● **Document excerpt**:
►
Arriving at the house with a brand new,1978 Chevy pick-up truck filled with boys bent on seeing “what this baby can do” Jim quickly talks his best friend, Phil, into letting him behind the wheel. Caught up in the excitement, Chris and I follow, piling into the truck bed with the others and heading to the one place where its off-road ability can be properly tested, the golf course.

Of course.

Entering on the service road, Jim’s exaggerated twists and turns along the winding, gravel road quickly bore him, so veering from the narrow lane, we’re soon bouncing along the edge of the fairways, heading toward the woods and the short, very steep, ravine hills.

Failing to do the science of what might happen when rear tires meet level ground from a near forty-five degree incline is Jim’s biggest mistake that day. As soon as he starts down one of the small, steep hills, we helpless, hapless, truck bed accomplices sense things aren’t going to end well.

They don’t.

As the rear tires hit the ground from practically perpendicular, the truck bounces – hard – sending all bodies in back aloft.

Arms and legs flail.

Looks of surprise, morph into alarm.

Trying to break the fall, my right hand contacts the metal truck bed first, followed painfully by all other parts. When the pick-up finally comes to a standstill, everyone begins righting themselves, rubbing their bruises, and screaming at Jim.

Everyone except me.

I’m looking down at my arm… and my hand… which is no longer at the end of my wrist where I normally find it.

While the others continue to berate the driver, I cradle my arm and speak.

“You guys. I think my wrist is broken.”

No response. So, I say it a little louder and with a lot more conviction.

“You guys, my wrist is broken.”

Still unnoticed amid the verbal thrashing Jim’s receiving, I finally scream as loud as I can, ”YOU GUYS, MY WRIST IS BROKEN!”

All goes quiet and everyone turns my way.

“Anne’s wrist is broken,” Chris suddenly screams, “and she’s bleeding all over the place!”

I’m not.

Jim and Phil leap from the front cab to find those in the back surrounding me, shuddering and exhaling, “Whoa!” and “Holy crap!”

It seems that on impact, the bones attaching my arm to my hand snapped cleanly in two, and my hand – now detached beneath unbroken skin – has been forced from its usual place and lay awkwardly on top of my wrist, like a slab of raw meat in a rubber, flesh-toned glove.

Finding any movement enough to inspire hysteria, no one’s able to convince me to relocate to the cushioned front seat of the pick-up, so a couple of the boys closely flank me as I sit cross-legged, still cradling my unrecognizable arm.
◄
● **Listed entries**:
►
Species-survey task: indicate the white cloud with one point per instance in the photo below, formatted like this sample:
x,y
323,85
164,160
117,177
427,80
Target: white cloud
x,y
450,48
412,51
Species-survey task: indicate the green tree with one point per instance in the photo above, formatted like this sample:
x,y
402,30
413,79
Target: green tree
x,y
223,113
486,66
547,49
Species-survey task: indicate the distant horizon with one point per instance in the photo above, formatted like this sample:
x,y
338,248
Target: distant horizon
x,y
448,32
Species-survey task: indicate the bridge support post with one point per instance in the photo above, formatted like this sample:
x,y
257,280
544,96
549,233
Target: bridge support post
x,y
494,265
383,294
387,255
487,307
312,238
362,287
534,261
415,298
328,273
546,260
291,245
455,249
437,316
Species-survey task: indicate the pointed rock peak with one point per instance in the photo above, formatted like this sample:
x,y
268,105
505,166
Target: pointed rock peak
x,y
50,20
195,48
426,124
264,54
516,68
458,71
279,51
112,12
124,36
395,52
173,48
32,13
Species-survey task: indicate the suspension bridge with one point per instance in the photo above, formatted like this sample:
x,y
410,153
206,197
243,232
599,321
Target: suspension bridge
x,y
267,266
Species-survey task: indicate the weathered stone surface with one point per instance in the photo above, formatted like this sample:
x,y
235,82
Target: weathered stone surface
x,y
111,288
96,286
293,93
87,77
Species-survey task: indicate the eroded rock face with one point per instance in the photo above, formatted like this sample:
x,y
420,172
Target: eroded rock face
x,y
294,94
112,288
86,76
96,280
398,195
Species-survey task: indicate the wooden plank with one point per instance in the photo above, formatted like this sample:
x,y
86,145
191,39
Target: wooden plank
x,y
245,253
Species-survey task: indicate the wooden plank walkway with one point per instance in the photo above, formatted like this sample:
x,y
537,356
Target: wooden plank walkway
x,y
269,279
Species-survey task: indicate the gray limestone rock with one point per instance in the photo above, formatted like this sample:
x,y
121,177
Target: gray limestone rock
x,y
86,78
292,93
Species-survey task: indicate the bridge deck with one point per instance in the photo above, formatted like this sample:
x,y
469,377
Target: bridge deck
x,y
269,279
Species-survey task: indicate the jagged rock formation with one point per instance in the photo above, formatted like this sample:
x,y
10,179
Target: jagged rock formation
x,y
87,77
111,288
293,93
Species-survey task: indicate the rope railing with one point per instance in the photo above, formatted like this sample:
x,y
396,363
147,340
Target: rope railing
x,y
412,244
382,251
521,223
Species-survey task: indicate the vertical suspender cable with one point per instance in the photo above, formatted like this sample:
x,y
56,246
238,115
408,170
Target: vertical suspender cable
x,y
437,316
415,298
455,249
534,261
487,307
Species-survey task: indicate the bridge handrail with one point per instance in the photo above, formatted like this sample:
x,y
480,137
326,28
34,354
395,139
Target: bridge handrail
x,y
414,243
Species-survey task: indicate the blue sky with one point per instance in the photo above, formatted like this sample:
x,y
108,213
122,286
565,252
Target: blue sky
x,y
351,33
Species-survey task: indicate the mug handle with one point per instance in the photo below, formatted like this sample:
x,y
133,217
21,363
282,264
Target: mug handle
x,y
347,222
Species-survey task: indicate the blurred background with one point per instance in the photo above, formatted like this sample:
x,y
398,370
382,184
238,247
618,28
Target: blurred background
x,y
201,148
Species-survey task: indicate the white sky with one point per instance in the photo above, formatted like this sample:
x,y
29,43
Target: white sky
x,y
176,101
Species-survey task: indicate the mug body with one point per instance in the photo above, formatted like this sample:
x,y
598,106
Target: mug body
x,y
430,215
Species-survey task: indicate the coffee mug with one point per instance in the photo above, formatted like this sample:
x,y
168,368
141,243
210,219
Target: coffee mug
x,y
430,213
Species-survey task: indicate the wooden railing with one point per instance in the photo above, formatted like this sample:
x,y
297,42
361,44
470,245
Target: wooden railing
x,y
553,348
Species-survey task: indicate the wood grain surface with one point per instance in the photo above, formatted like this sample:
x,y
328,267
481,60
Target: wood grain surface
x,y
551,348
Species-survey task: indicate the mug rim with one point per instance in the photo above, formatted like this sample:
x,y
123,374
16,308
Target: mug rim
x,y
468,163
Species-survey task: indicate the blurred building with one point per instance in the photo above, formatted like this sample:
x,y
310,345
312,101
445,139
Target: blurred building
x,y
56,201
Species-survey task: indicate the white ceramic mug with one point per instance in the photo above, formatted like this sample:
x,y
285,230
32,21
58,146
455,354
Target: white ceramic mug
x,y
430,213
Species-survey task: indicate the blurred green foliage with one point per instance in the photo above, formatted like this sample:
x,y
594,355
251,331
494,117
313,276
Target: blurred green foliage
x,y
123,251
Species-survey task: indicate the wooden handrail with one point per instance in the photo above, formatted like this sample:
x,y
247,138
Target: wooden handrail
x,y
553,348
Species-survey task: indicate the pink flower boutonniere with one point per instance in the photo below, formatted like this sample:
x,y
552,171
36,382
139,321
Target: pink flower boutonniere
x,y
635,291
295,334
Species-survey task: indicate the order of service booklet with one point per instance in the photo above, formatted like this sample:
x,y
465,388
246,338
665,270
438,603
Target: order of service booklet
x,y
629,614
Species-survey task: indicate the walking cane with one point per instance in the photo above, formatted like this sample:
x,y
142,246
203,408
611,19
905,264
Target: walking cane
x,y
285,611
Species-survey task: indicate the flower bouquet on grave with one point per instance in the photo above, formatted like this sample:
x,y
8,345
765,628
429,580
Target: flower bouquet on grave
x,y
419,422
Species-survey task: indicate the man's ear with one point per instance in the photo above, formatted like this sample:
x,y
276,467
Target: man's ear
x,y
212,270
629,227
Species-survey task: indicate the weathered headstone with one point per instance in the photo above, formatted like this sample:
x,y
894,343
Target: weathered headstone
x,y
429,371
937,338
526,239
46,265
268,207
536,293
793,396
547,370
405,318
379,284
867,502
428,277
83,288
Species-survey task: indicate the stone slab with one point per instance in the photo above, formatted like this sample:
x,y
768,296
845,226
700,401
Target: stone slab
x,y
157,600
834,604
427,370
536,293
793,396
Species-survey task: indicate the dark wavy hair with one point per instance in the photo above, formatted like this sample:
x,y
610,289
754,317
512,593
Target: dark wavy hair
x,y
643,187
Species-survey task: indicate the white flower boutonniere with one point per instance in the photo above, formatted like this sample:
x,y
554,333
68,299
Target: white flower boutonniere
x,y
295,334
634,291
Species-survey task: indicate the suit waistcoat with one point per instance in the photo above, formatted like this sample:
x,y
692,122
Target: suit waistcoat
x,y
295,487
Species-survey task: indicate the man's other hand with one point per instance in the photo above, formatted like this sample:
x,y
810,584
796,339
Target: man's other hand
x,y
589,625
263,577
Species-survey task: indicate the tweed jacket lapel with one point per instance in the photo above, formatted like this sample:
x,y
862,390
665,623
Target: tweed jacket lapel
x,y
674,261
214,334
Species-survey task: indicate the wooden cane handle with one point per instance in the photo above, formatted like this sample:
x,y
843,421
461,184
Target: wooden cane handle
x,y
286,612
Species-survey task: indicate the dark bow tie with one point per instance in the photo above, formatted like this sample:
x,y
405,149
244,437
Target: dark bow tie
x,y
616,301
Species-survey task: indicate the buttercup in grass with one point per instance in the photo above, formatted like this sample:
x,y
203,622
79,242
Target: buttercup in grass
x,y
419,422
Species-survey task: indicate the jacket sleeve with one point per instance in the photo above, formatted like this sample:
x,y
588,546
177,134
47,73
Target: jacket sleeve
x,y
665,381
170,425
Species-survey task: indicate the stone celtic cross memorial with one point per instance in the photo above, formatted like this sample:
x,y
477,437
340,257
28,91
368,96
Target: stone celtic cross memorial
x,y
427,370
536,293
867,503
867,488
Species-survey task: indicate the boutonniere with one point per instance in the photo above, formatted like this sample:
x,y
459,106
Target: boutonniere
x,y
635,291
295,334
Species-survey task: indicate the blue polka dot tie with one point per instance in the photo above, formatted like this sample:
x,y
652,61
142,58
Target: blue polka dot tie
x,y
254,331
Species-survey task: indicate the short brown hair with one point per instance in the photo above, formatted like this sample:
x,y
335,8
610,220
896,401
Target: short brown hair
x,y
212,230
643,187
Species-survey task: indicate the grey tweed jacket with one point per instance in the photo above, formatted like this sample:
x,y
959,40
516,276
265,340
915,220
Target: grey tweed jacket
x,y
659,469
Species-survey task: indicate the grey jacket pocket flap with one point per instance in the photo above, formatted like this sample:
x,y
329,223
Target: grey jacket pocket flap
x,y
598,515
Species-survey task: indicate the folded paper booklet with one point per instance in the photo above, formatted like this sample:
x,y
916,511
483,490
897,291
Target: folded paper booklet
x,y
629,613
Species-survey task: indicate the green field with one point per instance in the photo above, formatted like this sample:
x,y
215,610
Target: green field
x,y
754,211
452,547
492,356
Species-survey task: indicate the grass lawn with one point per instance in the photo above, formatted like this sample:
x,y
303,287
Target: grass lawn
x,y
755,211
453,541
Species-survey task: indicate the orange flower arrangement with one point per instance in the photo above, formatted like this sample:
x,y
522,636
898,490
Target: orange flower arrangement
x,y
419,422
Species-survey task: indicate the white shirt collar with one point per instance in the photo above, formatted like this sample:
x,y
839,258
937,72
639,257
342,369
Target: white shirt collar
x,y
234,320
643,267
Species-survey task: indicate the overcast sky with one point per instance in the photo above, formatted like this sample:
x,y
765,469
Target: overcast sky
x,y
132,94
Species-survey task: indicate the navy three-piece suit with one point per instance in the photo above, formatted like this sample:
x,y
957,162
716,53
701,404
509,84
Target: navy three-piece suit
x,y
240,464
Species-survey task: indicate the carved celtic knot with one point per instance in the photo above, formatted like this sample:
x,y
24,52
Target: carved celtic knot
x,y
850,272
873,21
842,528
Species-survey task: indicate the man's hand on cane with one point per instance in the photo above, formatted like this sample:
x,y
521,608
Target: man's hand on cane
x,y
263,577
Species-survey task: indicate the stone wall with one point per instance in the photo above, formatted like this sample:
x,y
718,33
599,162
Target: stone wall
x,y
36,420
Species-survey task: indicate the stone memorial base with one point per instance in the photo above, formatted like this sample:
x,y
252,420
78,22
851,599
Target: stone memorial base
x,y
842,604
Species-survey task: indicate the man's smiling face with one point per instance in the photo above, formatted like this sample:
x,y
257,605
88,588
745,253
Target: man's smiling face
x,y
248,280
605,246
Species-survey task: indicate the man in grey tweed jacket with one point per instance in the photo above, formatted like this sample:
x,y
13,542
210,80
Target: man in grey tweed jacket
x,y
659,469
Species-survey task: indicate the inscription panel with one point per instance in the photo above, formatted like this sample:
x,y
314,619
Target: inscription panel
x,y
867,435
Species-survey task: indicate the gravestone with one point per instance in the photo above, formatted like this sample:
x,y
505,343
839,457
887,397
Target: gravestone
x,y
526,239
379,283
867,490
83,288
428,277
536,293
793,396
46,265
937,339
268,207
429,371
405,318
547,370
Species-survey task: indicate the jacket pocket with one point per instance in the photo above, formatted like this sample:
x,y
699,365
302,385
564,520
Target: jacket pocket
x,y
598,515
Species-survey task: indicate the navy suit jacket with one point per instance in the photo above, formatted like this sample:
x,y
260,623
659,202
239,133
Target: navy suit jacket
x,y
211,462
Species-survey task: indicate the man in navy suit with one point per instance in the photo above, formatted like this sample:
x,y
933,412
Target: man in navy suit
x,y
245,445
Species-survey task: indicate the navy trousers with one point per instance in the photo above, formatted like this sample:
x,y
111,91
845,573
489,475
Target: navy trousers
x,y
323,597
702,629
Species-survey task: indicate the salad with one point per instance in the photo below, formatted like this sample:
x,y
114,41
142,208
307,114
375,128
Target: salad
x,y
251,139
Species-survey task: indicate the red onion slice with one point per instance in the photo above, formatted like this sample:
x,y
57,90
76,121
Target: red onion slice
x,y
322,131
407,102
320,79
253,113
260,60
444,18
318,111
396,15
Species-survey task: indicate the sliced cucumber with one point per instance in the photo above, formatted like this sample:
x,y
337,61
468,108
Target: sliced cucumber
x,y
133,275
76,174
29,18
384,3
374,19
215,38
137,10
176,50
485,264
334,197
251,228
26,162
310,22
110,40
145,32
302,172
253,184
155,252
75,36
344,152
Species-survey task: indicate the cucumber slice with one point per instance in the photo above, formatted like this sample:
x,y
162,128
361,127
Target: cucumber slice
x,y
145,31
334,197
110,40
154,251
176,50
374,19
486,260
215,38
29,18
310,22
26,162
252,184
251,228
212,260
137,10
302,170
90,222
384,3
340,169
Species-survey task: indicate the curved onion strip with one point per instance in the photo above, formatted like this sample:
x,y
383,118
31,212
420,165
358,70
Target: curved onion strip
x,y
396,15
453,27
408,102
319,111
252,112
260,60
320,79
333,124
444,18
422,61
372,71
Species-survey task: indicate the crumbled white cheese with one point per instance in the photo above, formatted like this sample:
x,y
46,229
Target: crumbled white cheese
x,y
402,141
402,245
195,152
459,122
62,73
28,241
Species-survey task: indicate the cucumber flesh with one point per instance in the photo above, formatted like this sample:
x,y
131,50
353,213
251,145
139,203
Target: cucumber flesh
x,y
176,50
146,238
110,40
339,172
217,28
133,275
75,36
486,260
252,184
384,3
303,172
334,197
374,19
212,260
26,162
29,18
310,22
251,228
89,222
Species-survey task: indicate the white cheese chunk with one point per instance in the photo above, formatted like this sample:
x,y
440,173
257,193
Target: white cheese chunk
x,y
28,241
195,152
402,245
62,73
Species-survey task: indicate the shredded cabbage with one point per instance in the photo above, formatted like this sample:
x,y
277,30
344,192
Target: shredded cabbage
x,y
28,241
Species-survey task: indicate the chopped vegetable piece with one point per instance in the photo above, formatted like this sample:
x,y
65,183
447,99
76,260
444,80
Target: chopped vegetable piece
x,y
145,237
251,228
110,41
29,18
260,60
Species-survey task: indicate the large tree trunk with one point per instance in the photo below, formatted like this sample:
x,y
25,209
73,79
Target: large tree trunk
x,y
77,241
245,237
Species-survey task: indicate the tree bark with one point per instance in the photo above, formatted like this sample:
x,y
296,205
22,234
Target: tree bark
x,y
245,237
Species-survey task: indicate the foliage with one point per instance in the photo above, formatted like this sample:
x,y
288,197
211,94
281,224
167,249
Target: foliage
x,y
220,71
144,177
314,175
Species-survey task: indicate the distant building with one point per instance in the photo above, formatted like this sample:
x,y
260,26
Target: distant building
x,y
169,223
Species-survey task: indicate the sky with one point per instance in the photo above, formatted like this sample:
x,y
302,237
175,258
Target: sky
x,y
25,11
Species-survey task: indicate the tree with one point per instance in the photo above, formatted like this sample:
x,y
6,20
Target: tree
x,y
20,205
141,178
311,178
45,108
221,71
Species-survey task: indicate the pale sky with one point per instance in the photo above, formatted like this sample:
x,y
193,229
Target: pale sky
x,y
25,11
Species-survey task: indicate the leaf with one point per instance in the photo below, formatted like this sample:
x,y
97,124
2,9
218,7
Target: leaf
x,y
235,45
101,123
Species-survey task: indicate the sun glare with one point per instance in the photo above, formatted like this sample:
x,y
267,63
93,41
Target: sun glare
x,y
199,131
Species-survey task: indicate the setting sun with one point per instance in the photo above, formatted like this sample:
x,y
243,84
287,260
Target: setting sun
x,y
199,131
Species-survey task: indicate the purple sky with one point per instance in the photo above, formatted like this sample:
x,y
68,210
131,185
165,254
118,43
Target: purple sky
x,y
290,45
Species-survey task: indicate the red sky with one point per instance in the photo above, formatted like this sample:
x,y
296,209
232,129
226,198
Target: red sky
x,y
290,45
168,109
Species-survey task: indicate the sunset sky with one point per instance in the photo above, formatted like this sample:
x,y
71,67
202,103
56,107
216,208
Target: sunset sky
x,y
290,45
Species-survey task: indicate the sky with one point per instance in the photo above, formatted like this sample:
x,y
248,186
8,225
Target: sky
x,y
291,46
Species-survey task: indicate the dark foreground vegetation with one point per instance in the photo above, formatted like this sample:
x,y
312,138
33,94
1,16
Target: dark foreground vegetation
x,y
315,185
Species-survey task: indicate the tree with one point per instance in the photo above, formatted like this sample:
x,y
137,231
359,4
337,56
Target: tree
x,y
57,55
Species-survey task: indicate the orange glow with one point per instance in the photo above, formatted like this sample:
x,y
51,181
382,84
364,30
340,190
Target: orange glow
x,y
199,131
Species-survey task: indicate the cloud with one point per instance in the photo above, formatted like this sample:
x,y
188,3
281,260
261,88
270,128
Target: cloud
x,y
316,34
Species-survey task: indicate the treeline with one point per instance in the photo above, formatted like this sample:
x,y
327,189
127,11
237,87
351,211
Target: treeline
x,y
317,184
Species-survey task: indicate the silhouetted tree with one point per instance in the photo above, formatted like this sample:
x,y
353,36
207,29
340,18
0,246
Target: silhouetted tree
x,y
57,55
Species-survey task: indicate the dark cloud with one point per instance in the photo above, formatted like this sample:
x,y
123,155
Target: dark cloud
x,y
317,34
◄
● **Instruction 1**:
Answer these about the story of the truck ride on the golf course:
(a) What year and make is the pick-up truck?
(b) By which road do they enter the golf course?
(c) Which hand hits the metal truck bed first?
● **Instruction 2**: Write what comes next in the story of the truck ride on the golf course, picking up after its last sentence.
The rows are separate material from the story about the truck ride on the golf course.

● **Answer 1**:
(a) A 1978 Chevy.
(b) The service road.
(c) The right hand.

● **Answer 2**:
As Jim very slowly and very gently steers a course for home, I try to concentrate on something else – the leaves still unfolding overhead, the gentle, spring sun. Closing my eyes, I take a deep breath. Then another. Immersing, ever briefly, in the wonderful smell of new grass.

And teen boys.

Pulling up to the garage just as Mom happens to be walking by, Chris jumps from the truck and with the subtlety of a crow in a cornfield blurts out, “Anne broke her wrist!”

(So much for Jim easing her into the bad news, as agreed upon moments prior.)

“Oo-oo-oo!” Mom says, jumping in place, and then into action, as only a mother of five can.

Gingerly lifted from the back of the pick-up and placed into the car, I turn to see my off-roading co-horts all sheepishly waving and smiling, except Jim, who’s having a hard time looking at me and looks miserable.

Which makes me feel slightly better.

At the emergency entrance, Mom tries to get me out of the car and to my feet, but I won’t – I can’t – for fear the slightest movement will make the pain unbearable, or even worse, that I’ll lose hold of my arm and have to witness my detached hand dangle.

Approaching the car, a handsome stranger, with a sweet voice and a smile to match, asks Mom if he can help, and before I have a chance to refuse, he lifts me from the car with an effortless swoop and carries me inside, where he gently sets me in a wheelchair, smiles, and disappears.

“That’s Walter Payton of the Chicago Bears,” the nurse smiles, but I know exactly who it is.

Welcomed back again to the emergency room (puberty has not been kind), I’m x-rayed by a sadist, drugged, yanked, drugged again, and eventually yanked back into place by the two attending doctors – the process of which finally becomes too much for Mom, who’s led from the room in a faint.

“I feel jush-fiiiiiiine,” I giggle, all tucked in my bed back at home, as I casually wave the heavy, plaster, arm-length cast (the first of two I’ll be toting for the entire, interminably itchy, sidelined summer), not bothering to notice Mom and Jim’s faces alluding to the pain and discomfort that’s sure to follow once the double dose of painkiller wears off.

“Itsh-okay, Jim,” I slobber with a smile, oblivious to the drool trickling from the side of my mouth, “I’m not mad at you anymore.”

How could I be? Wracked with guilt about badly disfiguring me, he straightened my room, folded down my bed, and picked flowers for my bedside.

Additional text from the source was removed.